- _Directions_
Reproduce the listing below, changing "yellow painted curb" to "painted yellow curb" wherever it occurs and leaving everything else unchanged.

(Object position labeling listing)
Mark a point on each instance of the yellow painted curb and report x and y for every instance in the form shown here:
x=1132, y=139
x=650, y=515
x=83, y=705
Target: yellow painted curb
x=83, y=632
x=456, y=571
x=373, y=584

- _Written solution_
Mark a point on each instance of the painted yellow curb and report x and y for every instance in the form shown here:
x=1132, y=139
x=650, y=515
x=83, y=705
Target: painted yellow curb
x=83, y=632
x=456, y=571
x=373, y=584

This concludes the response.